◆ TASK GOAL ◆
Identify the line that contains "of the short" in the material. Output it and every line after it, unchanged, through the end.
** Start of RECORD EXCERPTS **
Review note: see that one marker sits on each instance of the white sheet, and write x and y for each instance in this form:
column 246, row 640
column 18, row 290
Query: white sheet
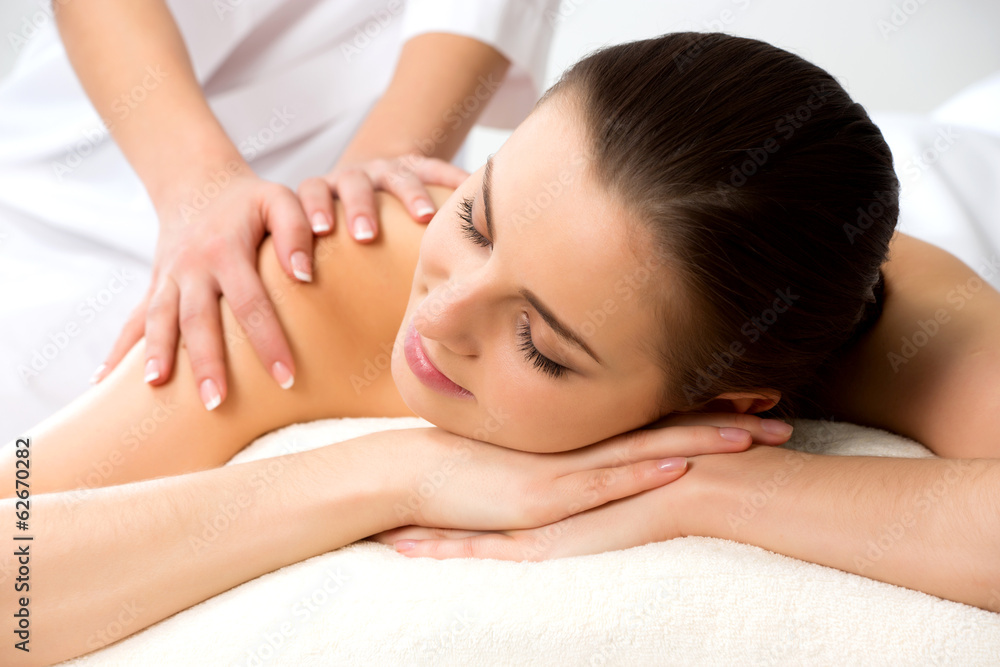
column 687, row 601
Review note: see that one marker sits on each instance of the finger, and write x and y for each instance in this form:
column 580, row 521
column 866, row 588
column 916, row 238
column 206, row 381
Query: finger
column 763, row 431
column 411, row 191
column 161, row 333
column 293, row 238
column 487, row 545
column 317, row 202
column 201, row 329
column 439, row 172
column 651, row 444
column 130, row 334
column 355, row 190
column 253, row 310
column 421, row 533
column 587, row 489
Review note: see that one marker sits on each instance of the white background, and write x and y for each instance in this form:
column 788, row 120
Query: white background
column 937, row 48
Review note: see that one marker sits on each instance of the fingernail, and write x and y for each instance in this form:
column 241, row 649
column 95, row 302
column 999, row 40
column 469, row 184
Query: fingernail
column 675, row 463
column 321, row 222
column 152, row 371
column 209, row 394
column 97, row 373
column 300, row 266
column 282, row 375
column 734, row 434
column 364, row 230
column 423, row 208
column 776, row 427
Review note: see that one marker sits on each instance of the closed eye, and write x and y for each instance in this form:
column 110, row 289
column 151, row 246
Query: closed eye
column 469, row 229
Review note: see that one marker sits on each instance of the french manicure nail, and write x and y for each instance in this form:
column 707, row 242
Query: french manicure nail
column 209, row 394
column 423, row 208
column 300, row 266
column 321, row 222
column 734, row 434
column 97, row 373
column 152, row 371
column 776, row 427
column 282, row 375
column 364, row 230
column 671, row 464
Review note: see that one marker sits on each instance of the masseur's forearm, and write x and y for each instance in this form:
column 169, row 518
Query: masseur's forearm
column 109, row 563
column 439, row 88
column 928, row 524
column 135, row 68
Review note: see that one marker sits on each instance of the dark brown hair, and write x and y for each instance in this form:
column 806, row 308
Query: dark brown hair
column 768, row 190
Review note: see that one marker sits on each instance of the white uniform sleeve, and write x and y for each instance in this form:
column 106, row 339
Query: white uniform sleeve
column 520, row 29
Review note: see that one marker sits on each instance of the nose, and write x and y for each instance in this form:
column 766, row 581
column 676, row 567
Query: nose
column 454, row 314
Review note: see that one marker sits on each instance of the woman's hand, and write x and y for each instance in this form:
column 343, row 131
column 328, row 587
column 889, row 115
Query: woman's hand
column 466, row 484
column 648, row 514
column 355, row 184
column 206, row 247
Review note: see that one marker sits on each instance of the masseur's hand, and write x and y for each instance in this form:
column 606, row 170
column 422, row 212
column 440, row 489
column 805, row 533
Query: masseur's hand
column 355, row 183
column 641, row 517
column 208, row 247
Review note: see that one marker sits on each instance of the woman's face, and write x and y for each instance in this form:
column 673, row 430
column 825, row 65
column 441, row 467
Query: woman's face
column 531, row 318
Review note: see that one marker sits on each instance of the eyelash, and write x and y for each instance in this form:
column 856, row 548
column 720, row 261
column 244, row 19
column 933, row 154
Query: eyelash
column 526, row 344
column 470, row 231
column 534, row 357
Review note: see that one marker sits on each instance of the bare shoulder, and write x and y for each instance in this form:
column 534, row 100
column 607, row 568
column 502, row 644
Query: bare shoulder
column 342, row 326
column 928, row 369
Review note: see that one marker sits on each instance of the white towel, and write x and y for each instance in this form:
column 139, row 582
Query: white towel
column 686, row 601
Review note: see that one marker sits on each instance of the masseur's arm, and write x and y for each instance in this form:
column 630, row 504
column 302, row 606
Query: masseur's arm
column 207, row 244
column 441, row 84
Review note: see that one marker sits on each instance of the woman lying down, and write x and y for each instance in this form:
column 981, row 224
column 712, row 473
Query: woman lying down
column 602, row 272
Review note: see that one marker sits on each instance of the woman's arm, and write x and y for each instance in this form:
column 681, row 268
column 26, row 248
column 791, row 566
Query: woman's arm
column 152, row 548
column 932, row 525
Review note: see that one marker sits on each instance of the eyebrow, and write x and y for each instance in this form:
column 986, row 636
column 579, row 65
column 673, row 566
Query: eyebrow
column 562, row 330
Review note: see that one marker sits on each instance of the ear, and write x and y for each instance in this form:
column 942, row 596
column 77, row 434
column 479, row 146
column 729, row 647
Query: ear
column 746, row 402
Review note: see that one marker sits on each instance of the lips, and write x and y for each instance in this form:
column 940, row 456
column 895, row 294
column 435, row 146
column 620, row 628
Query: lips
column 427, row 372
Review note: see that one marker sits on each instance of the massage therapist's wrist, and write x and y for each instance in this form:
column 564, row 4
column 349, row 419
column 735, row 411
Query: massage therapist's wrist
column 194, row 174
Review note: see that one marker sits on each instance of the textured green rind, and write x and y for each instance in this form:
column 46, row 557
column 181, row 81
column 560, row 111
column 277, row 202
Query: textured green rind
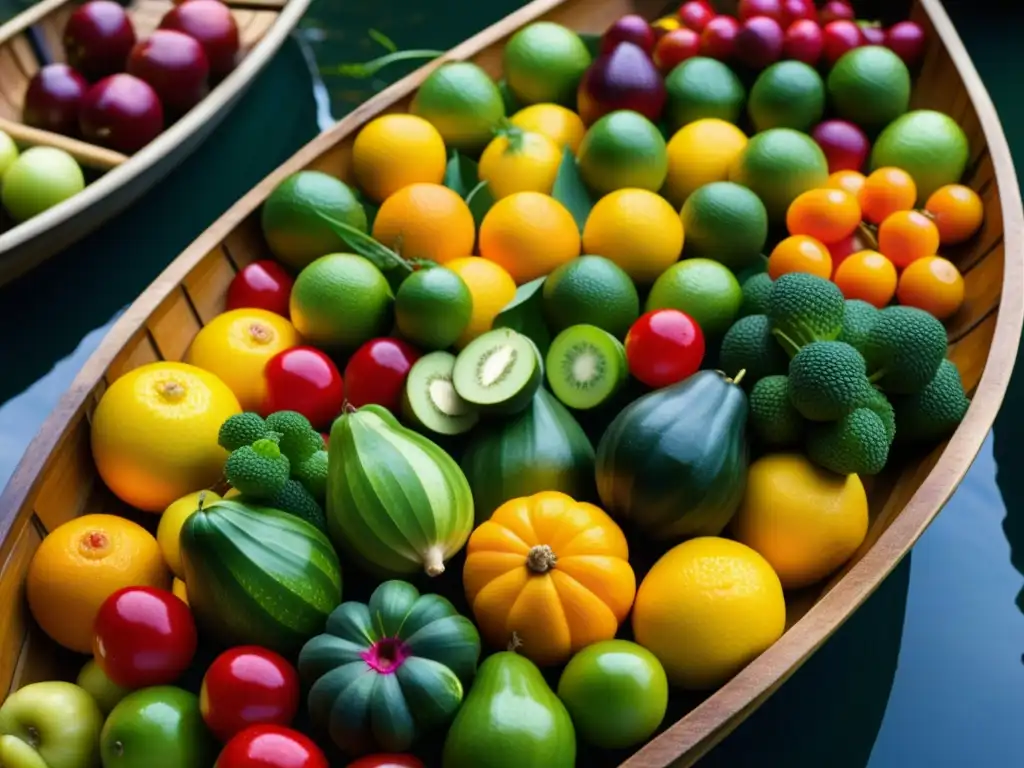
column 396, row 502
column 543, row 449
column 675, row 461
column 510, row 719
column 257, row 576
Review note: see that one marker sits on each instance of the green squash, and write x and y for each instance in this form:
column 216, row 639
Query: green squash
column 510, row 719
column 257, row 576
column 675, row 461
column 396, row 502
column 542, row 449
column 385, row 673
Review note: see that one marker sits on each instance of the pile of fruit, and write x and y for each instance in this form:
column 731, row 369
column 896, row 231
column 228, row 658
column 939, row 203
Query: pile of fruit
column 576, row 381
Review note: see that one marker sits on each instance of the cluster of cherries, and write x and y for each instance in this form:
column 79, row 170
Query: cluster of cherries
column 765, row 32
column 120, row 92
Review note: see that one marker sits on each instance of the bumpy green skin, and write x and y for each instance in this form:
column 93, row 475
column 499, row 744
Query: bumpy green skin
column 774, row 421
column 933, row 414
column 259, row 471
column 827, row 380
column 857, row 443
column 904, row 349
column 804, row 308
column 242, row 429
column 750, row 346
column 387, row 672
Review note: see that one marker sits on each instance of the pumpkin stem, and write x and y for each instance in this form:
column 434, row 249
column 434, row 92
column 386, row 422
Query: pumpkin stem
column 541, row 558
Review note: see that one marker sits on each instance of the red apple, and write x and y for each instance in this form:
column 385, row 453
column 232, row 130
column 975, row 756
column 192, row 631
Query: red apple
column 121, row 112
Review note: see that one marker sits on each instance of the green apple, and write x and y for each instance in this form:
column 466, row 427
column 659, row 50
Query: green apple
column 40, row 178
column 50, row 725
column 158, row 727
column 104, row 690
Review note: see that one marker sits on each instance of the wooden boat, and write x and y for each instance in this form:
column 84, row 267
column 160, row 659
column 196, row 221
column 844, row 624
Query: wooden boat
column 56, row 479
column 36, row 35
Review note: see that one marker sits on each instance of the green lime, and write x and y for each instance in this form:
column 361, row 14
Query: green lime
column 725, row 222
column 702, row 87
column 463, row 103
column 624, row 150
column 706, row 290
column 869, row 86
column 544, row 62
column 787, row 94
column 593, row 291
column 341, row 301
column 292, row 222
column 616, row 693
column 433, row 307
column 778, row 165
column 40, row 178
column 927, row 144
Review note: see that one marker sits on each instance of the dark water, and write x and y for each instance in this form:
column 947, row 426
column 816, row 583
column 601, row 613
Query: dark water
column 928, row 673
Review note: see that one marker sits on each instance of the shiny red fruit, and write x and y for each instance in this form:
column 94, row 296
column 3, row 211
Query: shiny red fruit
column 175, row 66
column 261, row 285
column 270, row 747
column 804, row 41
column 98, row 38
column 211, row 23
column 53, row 99
column 143, row 637
column 665, row 346
column 377, row 373
column 719, row 38
column 305, row 380
column 121, row 112
column 248, row 685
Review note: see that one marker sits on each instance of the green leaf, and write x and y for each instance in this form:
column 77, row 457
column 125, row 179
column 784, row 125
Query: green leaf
column 570, row 190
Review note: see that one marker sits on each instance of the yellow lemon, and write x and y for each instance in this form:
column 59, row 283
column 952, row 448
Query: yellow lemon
column 528, row 235
column 806, row 521
column 169, row 529
column 519, row 161
column 562, row 126
column 699, row 154
column 707, row 609
column 395, row 151
column 637, row 229
column 492, row 289
column 237, row 345
column 155, row 433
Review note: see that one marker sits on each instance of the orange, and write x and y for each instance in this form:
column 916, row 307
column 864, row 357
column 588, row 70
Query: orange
column 800, row 253
column 957, row 212
column 827, row 215
column 80, row 564
column 866, row 275
column 528, row 235
column 426, row 221
column 155, row 433
column 237, row 345
column 885, row 192
column 934, row 285
column 907, row 236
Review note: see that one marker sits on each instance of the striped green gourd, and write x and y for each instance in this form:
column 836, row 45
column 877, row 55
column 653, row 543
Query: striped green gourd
column 396, row 503
column 257, row 576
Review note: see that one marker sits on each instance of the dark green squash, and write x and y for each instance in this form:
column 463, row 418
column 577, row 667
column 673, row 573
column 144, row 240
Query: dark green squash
column 675, row 461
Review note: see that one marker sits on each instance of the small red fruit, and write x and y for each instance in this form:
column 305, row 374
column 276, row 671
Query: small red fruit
column 143, row 637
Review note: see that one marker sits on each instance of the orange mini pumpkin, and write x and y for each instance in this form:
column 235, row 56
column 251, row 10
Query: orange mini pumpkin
column 552, row 571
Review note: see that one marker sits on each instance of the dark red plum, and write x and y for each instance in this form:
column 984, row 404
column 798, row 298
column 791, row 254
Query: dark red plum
column 624, row 79
column 98, row 38
column 121, row 112
column 53, row 98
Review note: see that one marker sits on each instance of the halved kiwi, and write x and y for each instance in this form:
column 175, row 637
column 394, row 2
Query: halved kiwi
column 499, row 371
column 586, row 367
column 430, row 400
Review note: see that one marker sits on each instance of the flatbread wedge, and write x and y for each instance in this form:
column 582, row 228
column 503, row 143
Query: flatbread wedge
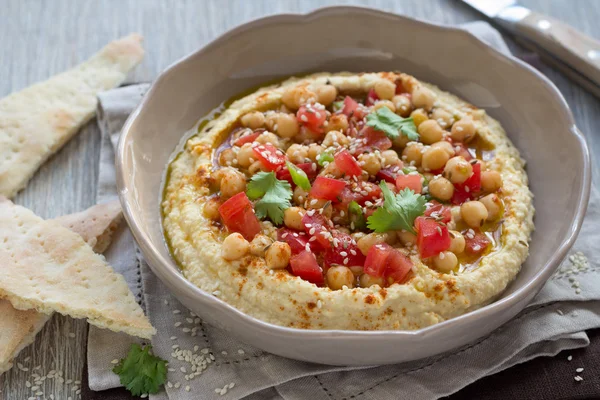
column 46, row 267
column 38, row 120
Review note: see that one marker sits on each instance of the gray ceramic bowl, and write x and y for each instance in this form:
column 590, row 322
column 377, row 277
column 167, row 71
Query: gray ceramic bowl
column 533, row 112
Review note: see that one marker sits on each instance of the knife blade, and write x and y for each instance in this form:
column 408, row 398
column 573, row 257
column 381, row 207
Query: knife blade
column 552, row 39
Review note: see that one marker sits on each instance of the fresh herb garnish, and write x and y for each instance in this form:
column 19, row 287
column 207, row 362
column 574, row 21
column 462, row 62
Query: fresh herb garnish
column 391, row 124
column 275, row 193
column 398, row 212
column 298, row 176
column 141, row 372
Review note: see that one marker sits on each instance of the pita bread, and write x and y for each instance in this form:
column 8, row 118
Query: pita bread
column 18, row 328
column 46, row 267
column 36, row 121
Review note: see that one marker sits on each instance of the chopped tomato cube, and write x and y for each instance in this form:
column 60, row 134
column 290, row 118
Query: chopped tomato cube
column 312, row 116
column 345, row 253
column 238, row 216
column 375, row 263
column 432, row 237
column 439, row 212
column 347, row 163
column 478, row 244
column 327, row 188
column 249, row 138
column 412, row 182
column 270, row 156
column 305, row 266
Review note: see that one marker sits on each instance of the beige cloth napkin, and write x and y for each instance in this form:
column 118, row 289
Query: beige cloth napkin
column 215, row 365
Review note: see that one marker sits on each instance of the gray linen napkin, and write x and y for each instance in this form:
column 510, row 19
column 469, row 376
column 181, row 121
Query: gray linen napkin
column 211, row 364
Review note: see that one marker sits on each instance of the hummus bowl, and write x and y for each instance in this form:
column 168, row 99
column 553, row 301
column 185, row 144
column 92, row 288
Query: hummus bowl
column 528, row 106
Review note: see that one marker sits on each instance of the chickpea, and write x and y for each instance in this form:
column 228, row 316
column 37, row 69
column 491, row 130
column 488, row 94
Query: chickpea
column 434, row 158
column 339, row 276
column 443, row 117
column 297, row 153
column 286, row 125
column 384, row 89
column 234, row 247
column 445, row 262
column 423, row 97
column 370, row 162
column 491, row 181
column 419, row 116
column 211, row 209
column 473, row 213
column 493, row 204
column 441, row 188
column 367, row 280
column 246, row 155
column 226, row 158
column 367, row 241
column 446, row 146
column 463, row 130
column 335, row 138
column 296, row 96
column 403, row 105
column 337, row 122
column 326, row 94
column 430, row 131
column 232, row 182
column 384, row 103
column 406, row 238
column 278, row 255
column 390, row 158
column 259, row 244
column 412, row 153
column 300, row 195
column 253, row 120
column 292, row 218
column 458, row 170
column 457, row 242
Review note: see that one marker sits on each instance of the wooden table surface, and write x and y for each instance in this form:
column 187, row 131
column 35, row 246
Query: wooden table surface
column 39, row 39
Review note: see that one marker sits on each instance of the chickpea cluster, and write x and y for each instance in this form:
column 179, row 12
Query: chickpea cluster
column 441, row 157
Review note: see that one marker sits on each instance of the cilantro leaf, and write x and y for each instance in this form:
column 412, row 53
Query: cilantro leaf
column 398, row 211
column 388, row 122
column 141, row 372
column 298, row 176
column 275, row 193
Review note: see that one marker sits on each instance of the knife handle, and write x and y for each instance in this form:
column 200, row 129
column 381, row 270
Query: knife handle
column 579, row 51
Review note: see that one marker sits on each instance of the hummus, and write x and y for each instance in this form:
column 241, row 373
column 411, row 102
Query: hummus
column 349, row 201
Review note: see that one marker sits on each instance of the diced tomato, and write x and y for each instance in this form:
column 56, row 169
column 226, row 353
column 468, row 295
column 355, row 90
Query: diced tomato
column 478, row 245
column 347, row 163
column 284, row 173
column 319, row 226
column 249, row 138
column 238, row 216
column 350, row 106
column 398, row 266
column 439, row 212
column 466, row 190
column 432, row 237
column 270, row 156
column 312, row 117
column 346, row 249
column 371, row 98
column 327, row 188
column 412, row 182
column 377, row 256
column 305, row 266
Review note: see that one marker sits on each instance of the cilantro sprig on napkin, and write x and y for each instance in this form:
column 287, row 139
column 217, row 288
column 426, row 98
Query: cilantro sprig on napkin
column 275, row 193
column 392, row 125
column 398, row 212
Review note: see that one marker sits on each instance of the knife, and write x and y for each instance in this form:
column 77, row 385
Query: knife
column 574, row 53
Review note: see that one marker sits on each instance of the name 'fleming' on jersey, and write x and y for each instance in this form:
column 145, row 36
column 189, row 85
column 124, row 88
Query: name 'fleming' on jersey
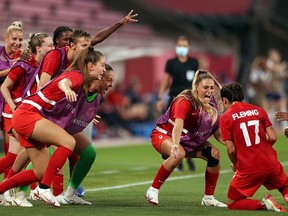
column 243, row 114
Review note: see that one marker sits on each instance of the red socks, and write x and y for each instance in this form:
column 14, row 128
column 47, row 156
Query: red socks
column 160, row 177
column 56, row 162
column 246, row 204
column 6, row 162
column 73, row 159
column 57, row 184
column 210, row 182
column 23, row 178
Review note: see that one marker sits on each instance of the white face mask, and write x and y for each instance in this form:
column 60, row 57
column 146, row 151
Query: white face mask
column 182, row 51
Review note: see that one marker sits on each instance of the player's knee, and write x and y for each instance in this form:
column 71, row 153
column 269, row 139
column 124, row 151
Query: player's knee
column 88, row 155
column 212, row 160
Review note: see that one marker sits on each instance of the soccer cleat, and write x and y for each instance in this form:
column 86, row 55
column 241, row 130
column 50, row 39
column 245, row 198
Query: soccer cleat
column 209, row 200
column 71, row 200
column 271, row 205
column 46, row 195
column 60, row 198
column 9, row 195
column 3, row 201
column 20, row 200
column 80, row 191
column 152, row 195
column 32, row 196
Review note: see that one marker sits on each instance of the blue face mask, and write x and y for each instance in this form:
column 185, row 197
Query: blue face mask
column 182, row 51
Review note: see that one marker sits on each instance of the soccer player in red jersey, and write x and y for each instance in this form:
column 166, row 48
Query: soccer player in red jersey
column 9, row 54
column 35, row 130
column 249, row 137
column 184, row 130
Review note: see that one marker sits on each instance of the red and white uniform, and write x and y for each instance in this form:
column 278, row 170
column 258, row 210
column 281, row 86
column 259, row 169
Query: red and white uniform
column 28, row 113
column 257, row 164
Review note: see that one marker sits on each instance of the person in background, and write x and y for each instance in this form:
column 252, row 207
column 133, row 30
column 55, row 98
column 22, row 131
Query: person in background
column 249, row 137
column 184, row 130
column 179, row 73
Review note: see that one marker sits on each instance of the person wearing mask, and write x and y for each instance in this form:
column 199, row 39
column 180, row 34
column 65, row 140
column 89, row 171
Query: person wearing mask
column 184, row 130
column 179, row 73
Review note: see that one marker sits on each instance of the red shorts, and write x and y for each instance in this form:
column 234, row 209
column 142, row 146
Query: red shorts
column 23, row 122
column 6, row 124
column 248, row 184
column 157, row 138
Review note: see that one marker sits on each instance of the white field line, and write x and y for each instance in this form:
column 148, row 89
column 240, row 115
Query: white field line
column 169, row 179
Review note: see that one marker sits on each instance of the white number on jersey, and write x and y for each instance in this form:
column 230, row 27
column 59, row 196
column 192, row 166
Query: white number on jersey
column 255, row 124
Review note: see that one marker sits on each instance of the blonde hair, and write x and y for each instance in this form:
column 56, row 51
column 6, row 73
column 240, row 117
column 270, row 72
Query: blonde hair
column 35, row 40
column 192, row 95
column 80, row 63
column 15, row 26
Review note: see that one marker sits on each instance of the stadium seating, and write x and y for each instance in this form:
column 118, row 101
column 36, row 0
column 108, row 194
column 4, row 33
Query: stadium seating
column 45, row 16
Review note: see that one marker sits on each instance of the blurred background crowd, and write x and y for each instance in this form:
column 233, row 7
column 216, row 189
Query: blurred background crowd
column 243, row 41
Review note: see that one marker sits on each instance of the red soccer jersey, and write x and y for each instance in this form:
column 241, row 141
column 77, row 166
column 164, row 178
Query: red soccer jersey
column 52, row 91
column 182, row 108
column 51, row 62
column 244, row 124
column 17, row 75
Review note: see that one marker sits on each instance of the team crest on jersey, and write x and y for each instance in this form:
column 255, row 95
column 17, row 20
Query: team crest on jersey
column 190, row 75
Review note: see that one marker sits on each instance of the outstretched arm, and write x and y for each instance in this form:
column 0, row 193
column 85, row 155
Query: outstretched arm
column 105, row 33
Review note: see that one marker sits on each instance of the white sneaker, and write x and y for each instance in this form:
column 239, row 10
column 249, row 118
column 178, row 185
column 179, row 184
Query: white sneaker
column 32, row 196
column 152, row 195
column 60, row 198
column 72, row 200
column 9, row 195
column 271, row 205
column 46, row 195
column 209, row 200
column 3, row 201
column 20, row 200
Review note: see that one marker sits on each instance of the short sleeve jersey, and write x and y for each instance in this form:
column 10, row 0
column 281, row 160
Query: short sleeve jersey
column 52, row 92
column 51, row 62
column 17, row 75
column 183, row 109
column 182, row 74
column 245, row 124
** End of RECORD EXCERPTS **
◆ WORKED SOLUTION ◆
Review note: see that one marker sits on each instance of the short sleeve jersey, and write x and y for each instance in this form:
column 10, row 0
column 281, row 160
Query: short sleeve jersey
column 52, row 92
column 51, row 62
column 17, row 75
column 183, row 109
column 182, row 74
column 245, row 124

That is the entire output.